• Tarea a realizar: Reproduce íntegro y sin cambios el fragmento sobre Avatar: The way of water que aparece a continuación.

• Fragmento del documento:
■ ■ ■ ■ ■

Lo interesante de su nuevo estreno, Avatar: The way of water (2022), es que aunque no sea una película del porvenir nos hace una pregunta importante: “¿Y qué?”. El espectáculo tiene derecho a existir y puede contener, si no una forma original o subversiva, una retórica en contra de las mismas fuerzas que lo financian. De hecho, en la película hay un aspecto que probablemente no signifique mucho pero que puede usarse como alegoría: los extraterrestres protagónicos, bajo la influencia del salvador blanco que se ha convertido en su líder, Jake Sully (Sam Worthington), se comunican durante las batallas con aparatos hechos por humanos y hasta emplean su mismo lenguaje bélico. A veces suenan como marines dándose instrucciones en Afganistán e incluso se mueven igual que ellos.

Del otro lado de la pantalla está James Cameron, que hizo un blockbuster como otros que él mismo ha dirigido antes: la música es triste cuando un protagonista muere, o alegre cuando vence a los malos; la moralidad es binaria, simple, y hasta aparecen niños para aumentar la tensión cuando algo les pasa. Ya citando su propio trabajo, James Cameron incluye el agua, su fascinación más grande, como lo mostraron The Abyss (1989) o Titanic (1997), y un barco hundiéndose, que no es necesario aclarar dónde se vio antes. Pero a pesar de todo, la trama, como los extraterrestres con entrenamiento y armas estadounidenses, se permite usar los inmensos recursos económicos que conlleva una superproducción para condenar, al igual que la original Avatar (2009), el colonialismo, la industrialización, el fin de los recursos naturales y la expansión militar de Estados Unidos. De hecho ambas películas son, esencialmente, la misma, que es otro aspecto típico de la producción de éxitos taquilleros: la repetición; sin embargo la secuela alcanza a distinguirse a partir de algunos momentos que parecieran acercarse a la contemplación del cine revolucionario y así produce algo que no se puede agrupar tan fácil con el panorama de la industria contemporánea.

■ ■ ■ ■ ■

• Datos proporcionados:
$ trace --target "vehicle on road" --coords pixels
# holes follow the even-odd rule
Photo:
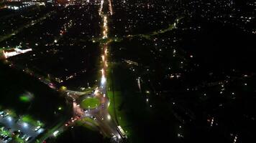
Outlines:
[[[40,126],[37,126],[37,127],[35,129],[35,132],[38,131],[40,128],[41,128]]]
[[[7,113],[6,112],[3,112],[2,114],[1,114],[1,117],[4,117],[4,118],[8,115],[9,115],[9,113]]]

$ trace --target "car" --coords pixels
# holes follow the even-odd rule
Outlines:
[[[28,137],[26,138],[25,141],[29,141],[32,137]]]
[[[35,130],[35,132],[37,132],[37,131],[38,131],[40,128],[41,128],[40,126],[37,126],[34,130]]]
[[[8,115],[9,115],[9,113],[4,112],[4,113],[2,113],[2,114],[1,114],[1,117],[2,117],[3,118],[4,118],[5,117],[6,117],[6,116],[8,116]]]
[[[27,134],[24,134],[23,136],[21,136],[20,138],[23,139],[25,139],[26,137],[27,137]]]

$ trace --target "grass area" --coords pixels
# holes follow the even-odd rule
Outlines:
[[[100,104],[99,100],[97,98],[86,98],[82,101],[81,104],[81,107],[83,109],[94,109]]]
[[[27,122],[28,124],[32,124],[33,126],[40,126],[43,127],[44,124],[40,122],[40,121],[36,121],[31,116],[29,115],[25,115],[22,117],[22,121]]]
[[[78,121],[76,124],[78,126],[85,127],[93,131],[96,131],[96,127],[99,126],[99,124],[93,119],[88,117],[86,117],[81,119],[81,121]]]

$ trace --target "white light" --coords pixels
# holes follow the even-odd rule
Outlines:
[[[106,80],[106,77],[104,77],[104,76],[102,76],[102,77],[101,77],[101,84],[105,84]]]
[[[111,116],[109,115],[109,114],[108,114],[108,119],[109,120],[109,119],[111,119]]]
[[[25,122],[23,123],[23,127],[27,127],[27,126],[28,126],[27,123],[25,123]]]
[[[55,131],[55,132],[54,132],[53,134],[52,134],[53,136],[54,136],[54,137],[56,137],[58,132],[59,132],[59,131]]]
[[[12,120],[12,117],[8,117],[7,118],[8,121],[11,122]]]

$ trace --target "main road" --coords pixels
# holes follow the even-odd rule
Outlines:
[[[109,11],[107,14],[104,14],[102,11],[103,6],[105,2],[109,3]],[[101,105],[95,109],[83,109],[80,107],[79,102],[76,97],[70,94],[70,97],[73,98],[73,107],[74,112],[78,115],[83,117],[89,117],[94,119],[97,123],[98,127],[100,132],[105,136],[111,137],[112,141],[116,142],[124,142],[123,139],[122,138],[121,134],[117,131],[117,124],[116,122],[113,119],[111,115],[109,114],[108,111],[108,107],[110,104],[109,99],[106,96],[106,70],[107,70],[107,53],[108,53],[108,46],[109,40],[108,39],[108,19],[109,15],[112,15],[113,10],[111,3],[111,0],[101,0],[100,7],[99,9],[99,14],[101,16],[103,21],[102,25],[102,37],[99,48],[101,49],[101,77],[100,79],[100,83],[99,87],[96,89],[95,92],[91,94],[88,94],[83,96],[83,97],[94,97],[98,98],[100,101]]]

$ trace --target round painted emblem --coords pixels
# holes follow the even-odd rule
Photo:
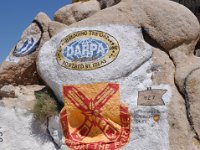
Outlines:
[[[71,70],[94,70],[113,62],[120,48],[108,33],[84,30],[61,40],[56,53],[58,63]]]

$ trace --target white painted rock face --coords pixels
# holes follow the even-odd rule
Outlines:
[[[171,88],[153,85],[151,55],[133,26],[71,28],[47,42],[37,66],[65,102],[60,122],[49,121],[58,146],[168,150]]]
[[[66,69],[65,67],[61,66],[56,59],[56,53],[60,46],[61,40],[65,39],[69,34],[83,30],[97,30],[105,33],[106,36],[107,34],[111,35],[114,38],[112,39],[112,42],[115,42],[115,46],[119,44],[119,54],[117,55],[117,53],[115,53],[113,56],[115,57],[113,58],[114,60],[109,64],[107,64],[107,62],[104,63],[104,61],[109,61],[105,57],[105,59],[100,58],[100,62],[98,61],[99,58],[95,58],[94,62],[101,64],[104,63],[103,67],[100,66],[101,64],[97,64],[97,66],[100,66],[100,68],[93,67],[95,64],[92,64],[92,70],[90,71],[79,71],[80,69]],[[88,35],[86,35],[86,38],[87,36]],[[81,40],[84,40],[83,37],[81,37]],[[67,44],[71,44],[70,42],[73,42],[73,40],[80,40],[78,37],[76,38],[77,39],[71,39],[71,41],[69,41]],[[93,36],[92,38],[101,40],[100,36]],[[106,41],[106,39],[103,37],[102,41]],[[109,41],[106,42],[108,43],[107,45],[109,45]],[[65,46],[66,45],[63,47]],[[84,49],[82,49],[82,51],[84,51]],[[109,50],[107,54],[110,54],[110,51],[111,50]],[[96,52],[94,51],[94,53]],[[62,54],[65,55],[65,53]],[[151,55],[151,47],[144,42],[140,30],[133,26],[102,25],[96,27],[70,28],[54,36],[42,47],[38,56],[37,68],[42,79],[53,89],[55,94],[59,97],[60,101],[63,102],[63,84],[106,82],[126,77],[144,62],[148,61]],[[88,56],[87,58],[89,60],[92,58],[92,56]],[[72,61],[69,59],[64,60],[66,62]],[[77,61],[75,60],[75,62]],[[78,62],[81,62],[81,59]],[[91,61],[83,61],[83,63],[91,64]]]
[[[46,133],[33,121],[30,112],[0,106],[0,149],[56,150]]]

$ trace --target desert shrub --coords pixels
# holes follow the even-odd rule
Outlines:
[[[42,123],[47,121],[48,117],[58,114],[56,100],[48,89],[35,92],[36,102],[33,108],[34,118]]]

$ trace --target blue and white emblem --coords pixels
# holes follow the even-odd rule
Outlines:
[[[68,61],[94,61],[104,57],[109,51],[106,42],[95,38],[82,38],[69,43],[63,50],[63,57]]]
[[[60,42],[57,62],[71,70],[94,70],[113,62],[120,51],[117,40],[108,33],[83,30],[71,33]]]
[[[26,39],[17,44],[15,50],[13,51],[13,55],[16,57],[23,57],[31,54],[36,50],[38,43],[39,39],[34,36],[28,36]]]

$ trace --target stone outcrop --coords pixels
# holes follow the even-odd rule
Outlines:
[[[0,89],[0,98],[15,97],[15,88],[12,85],[5,85]]]
[[[37,74],[64,105],[44,127],[58,149],[200,149],[200,26],[189,9],[163,0],[91,0],[62,7],[55,20],[38,15],[12,55],[18,58],[21,47],[22,57],[39,53]],[[28,35],[27,44],[37,45],[39,36],[47,42],[24,52]],[[9,79],[6,83],[15,83]],[[30,95],[29,88],[14,87],[14,98],[2,96],[0,112],[7,113],[0,122],[11,124],[0,124],[0,132],[14,123],[21,130],[22,118],[23,133],[34,142],[28,148],[54,149],[43,128],[37,130],[43,144],[29,134],[41,128],[35,121],[30,127],[27,112],[34,104],[32,92],[41,87],[33,86]],[[9,90],[2,91],[9,96]]]
[[[100,10],[100,4],[96,0],[73,3],[60,8],[54,16],[55,21],[66,25],[86,19]]]
[[[51,36],[65,27],[51,21],[45,13],[39,13],[0,66],[0,87],[6,84],[41,84],[36,71],[38,52]]]
[[[102,16],[103,19],[101,19]],[[119,30],[121,27],[123,29]],[[139,30],[137,31],[137,29]],[[199,58],[194,56],[195,46],[199,39],[199,29],[197,18],[188,9],[175,2],[122,0],[117,5],[101,10],[81,22],[74,23],[68,29],[57,34],[40,51],[37,67],[42,79],[53,89],[60,102],[64,100],[67,104],[60,114],[63,137],[67,138],[65,129],[66,132],[71,133],[71,125],[76,128],[73,124],[73,118],[70,118],[70,115],[75,111],[75,108],[71,105],[74,103],[77,106],[76,101],[74,101],[77,97],[73,97],[73,94],[79,92],[83,95],[86,94],[85,99],[87,99],[87,97],[90,97],[90,94],[87,95],[87,90],[96,93],[92,88],[94,84],[97,89],[100,89],[98,87],[101,82],[116,83],[120,87],[120,101],[128,105],[131,118],[134,120],[131,122],[129,143],[125,144],[123,149],[198,149],[198,144],[192,144],[198,143],[199,131],[197,124],[199,121],[196,116],[198,116],[199,111],[193,103],[197,100],[198,93],[191,92],[190,87],[187,87],[184,83],[186,83],[188,74],[198,68],[200,64]],[[80,49],[73,51],[73,48],[76,47],[73,47],[70,43],[86,40],[86,37],[98,39],[96,37],[98,33],[94,33],[94,30],[113,36],[120,46],[119,55],[115,60],[110,64],[101,64],[102,66],[96,68],[93,67],[96,64],[91,63],[93,66],[90,66],[90,63],[88,63],[95,61],[93,57],[98,58],[95,55],[96,53],[85,56],[84,53],[80,52],[83,50],[83,45],[79,47]],[[91,34],[77,33],[78,31],[90,31]],[[135,33],[132,33],[133,31]],[[136,35],[133,38],[132,35],[134,34]],[[111,38],[106,39],[111,40]],[[106,39],[103,41],[106,41]],[[130,42],[127,42],[129,40]],[[135,41],[138,44],[134,45]],[[147,43],[150,45],[149,49],[145,48]],[[59,46],[61,47],[58,48]],[[129,46],[132,49],[129,49]],[[148,53],[142,52],[145,49]],[[117,50],[115,49],[115,51]],[[134,55],[132,52],[137,53]],[[127,53],[127,56],[124,57],[123,53]],[[137,60],[141,56],[140,54],[143,54],[143,58],[146,58],[145,61],[141,61],[141,58]],[[44,60],[45,56],[51,59],[51,63]],[[84,57],[80,58],[80,56]],[[93,57],[91,59],[87,58],[90,56]],[[132,58],[129,59],[129,56],[132,56]],[[76,63],[71,63],[73,60]],[[85,66],[84,61],[87,64]],[[44,67],[47,63],[49,66]],[[191,74],[191,78],[194,78],[195,75],[198,76],[197,72],[193,73],[194,75]],[[188,77],[187,82],[189,80],[193,81]],[[194,89],[196,90],[198,89],[198,79],[195,78],[195,81]],[[96,82],[100,83],[97,85]],[[151,95],[151,89],[155,90],[155,93],[164,93],[164,91],[166,93],[163,95],[155,94],[154,97]],[[188,94],[184,89],[187,90]],[[148,93],[150,93],[149,96],[147,96]],[[75,95],[80,96],[79,94]],[[138,99],[139,95],[143,97]],[[190,97],[189,100],[187,100],[187,95]],[[71,96],[73,99],[71,99]],[[190,104],[190,109],[185,105],[184,99],[186,104]],[[142,107],[139,105],[141,103],[138,103],[138,100],[142,101]],[[145,106],[149,104],[145,100],[154,100],[154,103],[151,104],[155,106]],[[83,103],[85,101],[87,100],[82,100]],[[159,104],[156,105],[156,101],[159,101]],[[80,107],[84,107],[82,102]],[[116,103],[116,105],[118,104]],[[80,110],[83,109],[77,107]],[[112,123],[117,123],[116,120],[113,120],[113,117],[109,116],[110,111],[106,110],[107,107],[110,108],[109,104],[105,106],[104,110],[107,117]],[[68,112],[65,112],[65,110]],[[110,108],[110,110],[112,109]],[[93,109],[90,108],[90,111],[93,111]],[[193,124],[188,119],[187,114],[194,116],[195,119],[192,117]],[[65,115],[67,115],[68,121],[64,117]],[[76,116],[81,118],[78,112]],[[84,118],[84,116],[82,117]],[[85,117],[87,117],[86,114]],[[81,120],[80,118],[79,120]],[[62,120],[68,122],[68,129],[62,124]],[[81,125],[81,121],[76,123]],[[162,128],[160,128],[161,126]],[[60,129],[57,129],[57,131],[60,131]],[[89,138],[88,136],[98,137],[95,134],[87,136],[85,132],[82,134],[86,136],[85,140]],[[63,137],[57,143],[62,143]],[[58,141],[57,138],[56,136],[56,141]],[[70,147],[67,142],[65,144]],[[82,146],[84,147],[84,145]]]

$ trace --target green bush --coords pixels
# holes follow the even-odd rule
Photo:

■ ■ ■ ■ ■

• Resultado del ejercicio:
Lo interesante de su nuevo estreno, Avatar: The way of water (2022), es que aunque no sea una película del porvenir nos hace una pregunta importante: “¿Y qué?”. El espectáculo tiene derecho a existir y puede contener, si no una forma original o subversiva, una retórica en contra de las mismas fuerzas que lo financian. De hecho, en la película hay un aspecto que probablemente no signifique mucho pero que puede usarse como alegoría: los extraterrestres protagónicos, bajo la influencia del salvador blanco que se ha convertido en su líder, Jake Sully (Sam Worthington), se comunican durante las batallas con aparatos hechos por humanos y hasta emplean su mismo lenguaje bélico. A veces suenan como marines dándose instrucciones en Afganistán e incluso se mueven igual que ellos.

Del otro lado de la pantalla está James Cameron, que hizo un blockbuster como otros que él mismo ha dirigido antes: la música es triste cuando un protagonista muere, o alegre cuando vence a los malos; la moralidad es binaria, simple, y hasta aparecen niños para aumentar la tensión cuando algo les pasa. Ya citando su propio trabajo, James Cameron incluye el agua, su fascinación más grande, como lo mostraron The Abyss (1989) o Titanic (1997), y un barco hundiéndose, que no es necesario aclarar dónde se vio antes. Pero a pesar de todo, la trama, como los extraterrestres con entrenamiento y armas estadounidenses, se permite usar los inmensos recursos económicos que conlleva una superproducción para condenar, al igual que la original Avatar (2009), el colonialismo, la industrialización, el fin de los recursos naturales y la expansión militar de Estados Unidos. De hecho ambas películas son, esencialmente, la misma, que es otro aspecto típico de la producción de éxitos taquilleros: la repetición; sin embargo la secuela alcanza a distinguirse a partir de algunos momentos que parecieran acercarse a la contemplación del cine revolucionario y así produce algo que no se puede agrupar tan fácil con el panorama de la industria contemporánea.